DATA LINES:
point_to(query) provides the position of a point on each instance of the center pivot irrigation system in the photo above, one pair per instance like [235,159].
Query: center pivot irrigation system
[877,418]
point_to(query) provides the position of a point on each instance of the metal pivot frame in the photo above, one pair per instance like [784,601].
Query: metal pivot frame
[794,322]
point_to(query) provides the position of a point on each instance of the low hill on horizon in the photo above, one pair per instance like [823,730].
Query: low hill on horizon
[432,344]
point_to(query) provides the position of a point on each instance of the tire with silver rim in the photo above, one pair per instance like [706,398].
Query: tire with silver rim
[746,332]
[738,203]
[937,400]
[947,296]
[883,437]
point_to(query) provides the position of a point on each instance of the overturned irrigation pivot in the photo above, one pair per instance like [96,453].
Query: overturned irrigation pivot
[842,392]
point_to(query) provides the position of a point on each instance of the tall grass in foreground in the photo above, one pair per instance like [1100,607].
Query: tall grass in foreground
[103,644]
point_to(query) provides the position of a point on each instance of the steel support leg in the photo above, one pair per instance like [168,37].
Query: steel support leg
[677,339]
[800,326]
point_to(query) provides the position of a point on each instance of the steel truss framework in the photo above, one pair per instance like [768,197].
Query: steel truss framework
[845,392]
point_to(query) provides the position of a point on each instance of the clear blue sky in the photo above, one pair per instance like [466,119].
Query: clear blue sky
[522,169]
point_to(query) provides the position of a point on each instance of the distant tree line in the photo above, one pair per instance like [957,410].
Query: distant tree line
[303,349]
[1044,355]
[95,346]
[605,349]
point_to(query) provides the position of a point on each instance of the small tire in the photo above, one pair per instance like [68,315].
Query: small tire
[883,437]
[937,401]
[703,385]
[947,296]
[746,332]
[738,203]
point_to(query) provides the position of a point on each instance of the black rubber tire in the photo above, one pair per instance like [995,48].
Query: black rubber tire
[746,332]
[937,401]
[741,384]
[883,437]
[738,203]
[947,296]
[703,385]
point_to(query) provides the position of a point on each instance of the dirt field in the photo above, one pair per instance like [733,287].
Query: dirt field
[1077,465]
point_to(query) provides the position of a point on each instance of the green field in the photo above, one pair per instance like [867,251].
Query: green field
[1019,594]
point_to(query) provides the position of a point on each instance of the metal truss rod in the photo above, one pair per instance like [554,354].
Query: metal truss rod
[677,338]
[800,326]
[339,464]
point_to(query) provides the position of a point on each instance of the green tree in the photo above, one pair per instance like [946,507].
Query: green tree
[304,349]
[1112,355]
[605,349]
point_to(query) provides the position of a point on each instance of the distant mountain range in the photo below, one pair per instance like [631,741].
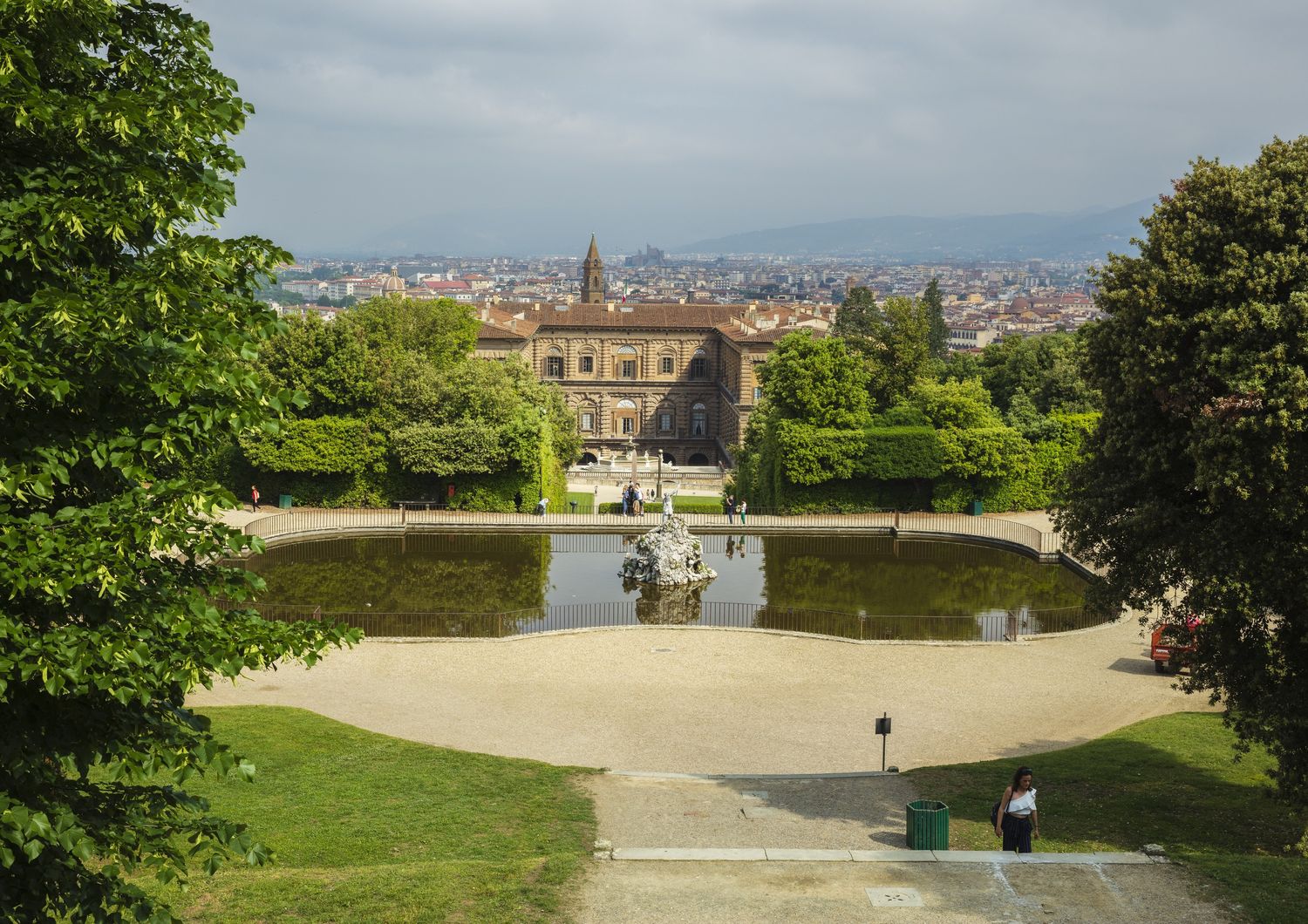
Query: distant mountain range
[1002,237]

SHORT TASK: Reproduce every one of the lines above, swapping "provides the position of" for "gives the location of" wherever it appears and leaving everything else as it is. Omit the picture.

SOLUTION:
point_to(query) gives the location of a point on each instance of the center pivot irrigation system in the photo above, one pair per instance like [235,159].
Query: center pivot irrigation system
[877,418]
point_to(query) gives the location of a point on each instance of the metal pivot frame in the photo above, one pair per instance like [784,601].
Query: metal pivot frame
[794,322]
point_to(query) gives the location of a point on each instance of the low hill on horizon in the photo above, one pair per instance like [823,730].
Query: low hill on horizon
[432,344]
point_to(query) gives the location of a point on each instance of the tire with silver rim in the photo above, one pair per instance like [706,398].
Query: tire with silver rim
[746,332]
[738,203]
[937,400]
[947,296]
[883,437]
point_to(query) gives the location of a point on each instance of the overturned irrigation pivot in the photo above, one pair per instance like [96,453].
Query: overturned irrigation pivot
[842,392]
point_to(query) gives the location of a point on each instance of the tall grass in foreground in the photo above, one pair per instance like [1100,607].
Query: tall grass in foreground
[103,644]
point_to(query) gives the location of a point on each instance of the steel support leg in the photo above, one pair per instance like [168,37].
Query: steel support leg
[677,339]
[800,326]
point_to(query) gives the location of a point on each instance of the steel truss framework in the photo above, one pair per instance like [768,197].
Query: steel truss framework
[845,392]
point_to(query) gives the location of a point on each instance of the clear blue sky in the photo above, one pair per instance like [466,119].
Query: clear blue sky
[522,169]
point_to(query) gives the location of a point on each instance of the distant tree line in the photo above, one pair per instance like [957,410].
Query: distant tree line
[303,349]
[1044,355]
[95,346]
[605,349]
point_to(query) gives the location of a point on each instance of the small tire in the photo above, one pair per instance like [68,315].
Query: small tire
[883,437]
[937,401]
[703,385]
[947,296]
[746,332]
[738,203]
point_to(query) gives the location of a point on each instance of the black rubber tire in the photo above, one pair per instance like [995,48].
Query: black rubber tire
[746,332]
[937,401]
[741,384]
[883,437]
[738,203]
[947,296]
[703,385]
point_to(query) gives the location of a point on each instance of the dirt field in the photo above, one pair per instance like [733,287].
Query: dirt field
[1077,465]
point_to(query) gives the location of a point on each instance of the green field in the photo above, one pair per instance like [867,251].
Query: green field
[1019,594]
point_to(query) gives the location of a point on each instance of the metal truss rod in the photo above, one pair per instance like [554,354].
Query: metal truss rod
[677,338]
[800,326]
[339,464]
point_to(query) gives the location of a point on each instance of the green tree in the photo above, one pair per instance like [946,507].
Query: green tree
[304,349]
[1112,355]
[605,349]
point_to(query) gives the location of a point on each instance of the distant mountain range in the photo below, one pair per instance like [631,741].
Query: distant mountain range
[1002,237]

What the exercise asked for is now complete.